→ **Supplied information**:

* BEGIN *

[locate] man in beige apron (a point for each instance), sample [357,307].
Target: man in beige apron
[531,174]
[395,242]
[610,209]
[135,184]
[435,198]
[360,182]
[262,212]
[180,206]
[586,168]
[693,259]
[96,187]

* END *
* BEGIN *

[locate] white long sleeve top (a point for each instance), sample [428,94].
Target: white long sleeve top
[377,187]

* END *
* BEGIN *

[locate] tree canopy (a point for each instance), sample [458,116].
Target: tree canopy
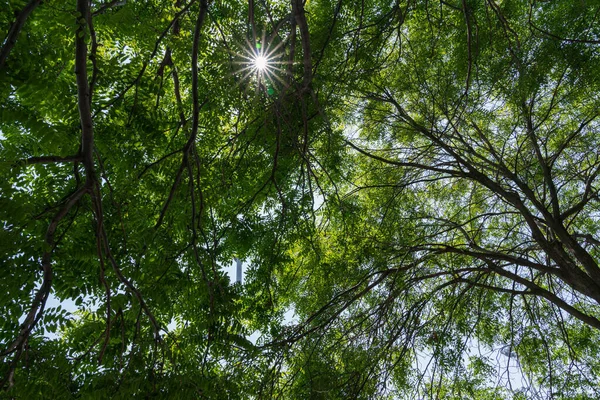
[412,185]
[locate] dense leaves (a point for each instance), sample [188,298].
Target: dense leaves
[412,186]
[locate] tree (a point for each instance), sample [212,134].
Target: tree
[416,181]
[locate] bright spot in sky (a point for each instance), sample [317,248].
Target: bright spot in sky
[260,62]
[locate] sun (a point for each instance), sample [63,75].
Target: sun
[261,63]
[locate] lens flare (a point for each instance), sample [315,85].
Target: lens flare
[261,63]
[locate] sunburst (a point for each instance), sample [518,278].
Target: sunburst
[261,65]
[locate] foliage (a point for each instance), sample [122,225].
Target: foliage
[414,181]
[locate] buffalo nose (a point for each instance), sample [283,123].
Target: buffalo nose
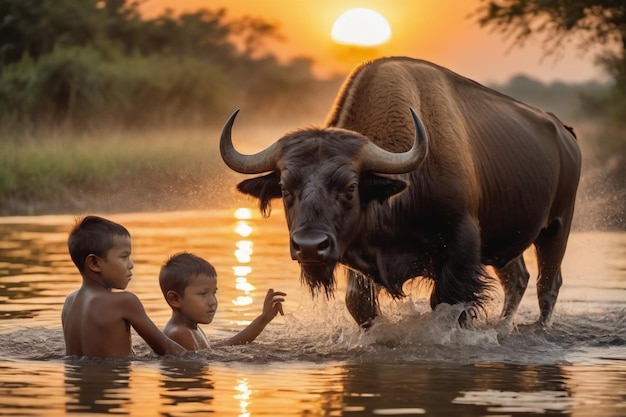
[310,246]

* END *

→ **Goal of the exercise**:
How many lines in the rows above contain the string "foliage", matched with case? Give only the number.

→ **Answer below**:
2